SELECTED EXCERPT Block Start

Thoracic: Lung Cancer
Predicting benign, preinvasive, and invasive lung nodules on computed tomography scans using machine learning

Accepted for the 100th Annual Meeting of The American Association for Thoracic Surgery.
https://doi.org/10.1016/j.jtcvs.2021.02.010Get rights and content
Under a Creative Commons license
open access

Abstract

Objective

The study objective was to investigate if machine learning algorithms can predict whether a lung nodule is benign, adenocarcinoma, or its preinvasive subtype from computed tomography images alone.

Methods

A dataset of chest computed tomography scans containing lung nodules was collected with their pathologic diagnosis from several sources. The dataset was split randomly into training (70%), internal validation (15%), and independent test sets (15%) at the patient level. Two machine learning algorithms were developed, trained, and validated. The first algorithm used the support vector machine model, and the second used deep learning technology: a convolutional neural network. Receiver operating characteristic analysis was used to evaluate the performance of the classification on the test dataset.

Results

The support vector machine/convolutional neural network–based models classified nodules into 6 categories resulting in an area under the curve of 0.59/0.65 when differentiating atypical adenomatous hyperplasia versus adenocarcinoma in situ, 0.87/0.86 with minimally invasive adenocarcinoma versus invasive adenocarcinoma, 0.76/0.72 atypical adenomatous hyperplasia + adenocarcinoma in situ versus minimally invasive adenocarcinoma, 0.89/0.87 atypical adenomatous hyperplasia + adenocarcinoma in situ versus minimally invasive adenocarcinoma + invasive adenocarcinoma, and 0.93/0.92 atypical adenomatous hyperplasia + adenocarcinoma in situ + minimally invasive adenocarcinoma versus invasive adenocarcinoma. Classifying benign versus atypical adenomatous hyperplasia + adenocarcinoma in situ + minimally invasive adenocarcinoma versus invasive adenocarcinoma resulted in a micro-average area under the curve of 0.93/0.94 for the support vector machine/convolutional neural network models, respectively. The convolutional neural network–based methods had higher sensitivities than the support vector machine-based methods but lower specificities and accuracies.

Conclusions

The machine learning algorithms demonstrated reasonable performance in differentiating benign versus preinvasive versus invasive adenocarcinoma from computed tomography images alone. However, the prediction accuracy varies across its subtypes. This holds the potential for improved diagnostic capabilities with less-invasive means.

SELECTED EXCERPT Block End
RECORD SET Block Start

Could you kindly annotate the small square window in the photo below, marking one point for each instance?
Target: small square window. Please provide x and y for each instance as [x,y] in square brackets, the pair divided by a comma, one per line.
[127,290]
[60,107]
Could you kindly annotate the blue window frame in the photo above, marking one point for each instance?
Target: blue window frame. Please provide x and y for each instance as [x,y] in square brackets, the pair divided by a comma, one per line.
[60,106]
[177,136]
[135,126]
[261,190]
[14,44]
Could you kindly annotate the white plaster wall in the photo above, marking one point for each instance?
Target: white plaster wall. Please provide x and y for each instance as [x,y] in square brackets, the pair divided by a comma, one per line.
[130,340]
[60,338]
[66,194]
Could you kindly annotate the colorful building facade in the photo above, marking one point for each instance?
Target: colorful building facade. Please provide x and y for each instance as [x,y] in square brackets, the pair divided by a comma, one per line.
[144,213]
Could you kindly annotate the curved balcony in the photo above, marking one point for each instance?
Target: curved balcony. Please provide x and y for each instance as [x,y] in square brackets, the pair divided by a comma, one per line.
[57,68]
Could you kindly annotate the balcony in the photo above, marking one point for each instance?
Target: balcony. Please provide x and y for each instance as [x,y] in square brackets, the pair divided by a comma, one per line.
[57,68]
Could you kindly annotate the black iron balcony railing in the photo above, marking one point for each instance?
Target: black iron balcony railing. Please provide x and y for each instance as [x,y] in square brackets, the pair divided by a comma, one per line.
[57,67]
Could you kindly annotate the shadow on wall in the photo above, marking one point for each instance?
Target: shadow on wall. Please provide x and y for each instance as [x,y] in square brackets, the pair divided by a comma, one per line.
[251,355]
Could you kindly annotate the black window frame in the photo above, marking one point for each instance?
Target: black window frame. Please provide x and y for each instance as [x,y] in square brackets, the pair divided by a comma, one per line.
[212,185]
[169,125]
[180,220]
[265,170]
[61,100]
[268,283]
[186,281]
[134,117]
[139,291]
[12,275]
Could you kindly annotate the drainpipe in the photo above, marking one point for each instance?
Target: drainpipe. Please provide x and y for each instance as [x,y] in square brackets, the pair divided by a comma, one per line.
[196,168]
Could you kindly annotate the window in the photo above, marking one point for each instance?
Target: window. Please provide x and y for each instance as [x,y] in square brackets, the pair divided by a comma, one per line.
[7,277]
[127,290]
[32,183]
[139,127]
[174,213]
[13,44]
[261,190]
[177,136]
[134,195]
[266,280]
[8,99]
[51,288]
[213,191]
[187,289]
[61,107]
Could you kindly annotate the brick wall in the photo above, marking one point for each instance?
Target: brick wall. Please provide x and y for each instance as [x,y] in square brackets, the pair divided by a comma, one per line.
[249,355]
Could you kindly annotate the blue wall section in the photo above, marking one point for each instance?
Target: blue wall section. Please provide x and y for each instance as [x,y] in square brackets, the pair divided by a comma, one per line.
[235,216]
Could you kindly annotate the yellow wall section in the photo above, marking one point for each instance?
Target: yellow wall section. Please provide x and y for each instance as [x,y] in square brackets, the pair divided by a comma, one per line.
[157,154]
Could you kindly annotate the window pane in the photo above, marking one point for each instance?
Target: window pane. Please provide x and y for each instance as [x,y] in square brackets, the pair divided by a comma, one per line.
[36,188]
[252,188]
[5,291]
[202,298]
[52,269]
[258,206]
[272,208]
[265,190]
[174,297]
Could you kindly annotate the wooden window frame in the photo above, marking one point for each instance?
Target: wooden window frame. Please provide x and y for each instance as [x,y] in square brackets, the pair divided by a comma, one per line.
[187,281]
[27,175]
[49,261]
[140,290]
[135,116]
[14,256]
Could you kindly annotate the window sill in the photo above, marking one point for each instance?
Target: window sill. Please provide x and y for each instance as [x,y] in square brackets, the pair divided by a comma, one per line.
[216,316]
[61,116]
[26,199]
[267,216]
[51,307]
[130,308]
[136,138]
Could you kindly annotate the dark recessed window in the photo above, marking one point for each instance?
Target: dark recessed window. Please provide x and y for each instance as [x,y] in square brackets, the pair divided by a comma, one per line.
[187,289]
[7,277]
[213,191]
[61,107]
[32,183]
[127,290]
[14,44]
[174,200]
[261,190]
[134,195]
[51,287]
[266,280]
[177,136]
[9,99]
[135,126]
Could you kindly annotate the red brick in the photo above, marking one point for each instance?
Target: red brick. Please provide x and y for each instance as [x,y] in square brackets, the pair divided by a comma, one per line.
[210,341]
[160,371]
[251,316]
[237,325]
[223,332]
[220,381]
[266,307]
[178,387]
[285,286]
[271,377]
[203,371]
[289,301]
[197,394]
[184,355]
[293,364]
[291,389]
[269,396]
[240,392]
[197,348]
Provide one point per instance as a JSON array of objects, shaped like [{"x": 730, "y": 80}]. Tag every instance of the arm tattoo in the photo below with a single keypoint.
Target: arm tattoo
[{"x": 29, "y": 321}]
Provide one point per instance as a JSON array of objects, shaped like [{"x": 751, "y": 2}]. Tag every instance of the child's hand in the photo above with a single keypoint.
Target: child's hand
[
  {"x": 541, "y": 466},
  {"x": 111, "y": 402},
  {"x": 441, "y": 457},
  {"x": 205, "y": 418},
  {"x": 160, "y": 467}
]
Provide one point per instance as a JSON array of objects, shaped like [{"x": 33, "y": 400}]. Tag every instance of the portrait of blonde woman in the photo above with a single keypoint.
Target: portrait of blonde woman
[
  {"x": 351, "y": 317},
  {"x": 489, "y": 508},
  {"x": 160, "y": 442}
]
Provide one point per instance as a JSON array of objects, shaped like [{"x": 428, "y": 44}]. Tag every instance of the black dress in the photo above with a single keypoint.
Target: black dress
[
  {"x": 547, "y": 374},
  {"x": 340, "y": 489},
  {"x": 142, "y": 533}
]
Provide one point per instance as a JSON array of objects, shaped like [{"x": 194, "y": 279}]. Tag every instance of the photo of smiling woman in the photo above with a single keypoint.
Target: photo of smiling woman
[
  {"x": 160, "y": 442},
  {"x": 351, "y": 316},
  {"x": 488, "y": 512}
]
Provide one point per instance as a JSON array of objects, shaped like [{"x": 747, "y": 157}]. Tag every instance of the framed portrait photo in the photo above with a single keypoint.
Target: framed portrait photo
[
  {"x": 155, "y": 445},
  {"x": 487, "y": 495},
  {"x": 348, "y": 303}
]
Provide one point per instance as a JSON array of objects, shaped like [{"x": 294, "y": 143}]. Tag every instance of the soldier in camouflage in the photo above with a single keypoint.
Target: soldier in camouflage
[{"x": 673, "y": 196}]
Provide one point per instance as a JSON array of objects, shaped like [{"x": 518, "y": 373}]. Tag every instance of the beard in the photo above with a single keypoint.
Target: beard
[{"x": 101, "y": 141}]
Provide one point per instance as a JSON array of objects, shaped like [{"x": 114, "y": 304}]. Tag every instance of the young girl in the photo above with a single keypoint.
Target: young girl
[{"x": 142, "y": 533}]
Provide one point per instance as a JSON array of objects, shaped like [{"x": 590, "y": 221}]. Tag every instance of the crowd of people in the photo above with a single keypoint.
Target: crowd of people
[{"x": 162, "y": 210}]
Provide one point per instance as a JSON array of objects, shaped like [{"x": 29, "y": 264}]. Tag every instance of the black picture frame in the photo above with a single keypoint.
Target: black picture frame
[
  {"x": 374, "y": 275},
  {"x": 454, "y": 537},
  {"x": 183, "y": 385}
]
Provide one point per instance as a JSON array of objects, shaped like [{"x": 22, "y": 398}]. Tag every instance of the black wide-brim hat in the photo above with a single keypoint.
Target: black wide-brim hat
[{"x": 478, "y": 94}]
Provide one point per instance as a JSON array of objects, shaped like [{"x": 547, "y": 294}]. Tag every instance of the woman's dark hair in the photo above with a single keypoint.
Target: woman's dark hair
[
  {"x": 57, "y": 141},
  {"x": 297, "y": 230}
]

RECORD SET Block End

§ REQUIREMENT 1
Reproduce word for word the passage of the lung nodule abstract that begins at "The machine learning" and stops after "with less-invasive means.".
§ REQUIREMENT 2
Take the lung nodule abstract further, writing on from its last sentence.

§ EXERCISE RESULT 1
The machine learning algorithms demonstrated reasonable performance in differentiating benign versus preinvasive versus invasive adenocarcinoma from computed tomography images alone. However, the prediction accuracy varies across its subtypes. This holds the potential for improved diagnostic capabilities with less-invasive means.

§ EXERCISE RESULT 2
Graphical abstract

Machine learning algorithms can differentiate benign versus preinvasive versus IA from CT images alone. A dataset of chest CT scans containing lung nodules was collected, along with their pathologic diagnosis from several sources. Two different machine learning algorithms were developed, one using the SVM model and one using deep learning technology, a CNN. These 2 algorithms were independently trained and validated on 2516 lung nodules from the training dataset. They were then tested on a separate independent set of CT scans containing 640 nodules with ROC analysis used to evaluate their performance. They were able to discriminate lung nodules as benign, IA, or preinvasive subtypes. These algorithms hold potential for improved diagnostic capabilities with less-invasive means.

  1. Download : Download high-res image (244KB)
  2. Download : Download full-size image

Key Words

classification
computed tomography
lung adenocarcinoma
pathological subtype

Abbreviations and Acronyms

AAH
atypical adenomatous hyperplasia
AIS
adenocarcinoma in situ
AUC
area under the curve
CNN
convolutional neural network
CT
computed tomography
HU
Hounsfield Units
IA
invasive adenocarcinoma
IASLC
International Association for the Study of Lung Cancer
MIA
minimally invasive adenocarcinoma
NLST
National Lung Screening Trial
ROC
receiver operating characteristic
SVM
support vector machine
UPMC
University of Pittsburgh Medical Center
WHO
World Health Organization

Cited by (0)

Institutional Review Board approval: Ethics Committee at the Affiliated Zhongshan Hospital of Dalian University (Study #2019136). Ethics Committee at the Fourth Affiliated Hospital of Hebei Medical University (Study #2020KY082). University of Pittsburgh IRB (Study #20010242) 02/27/2020.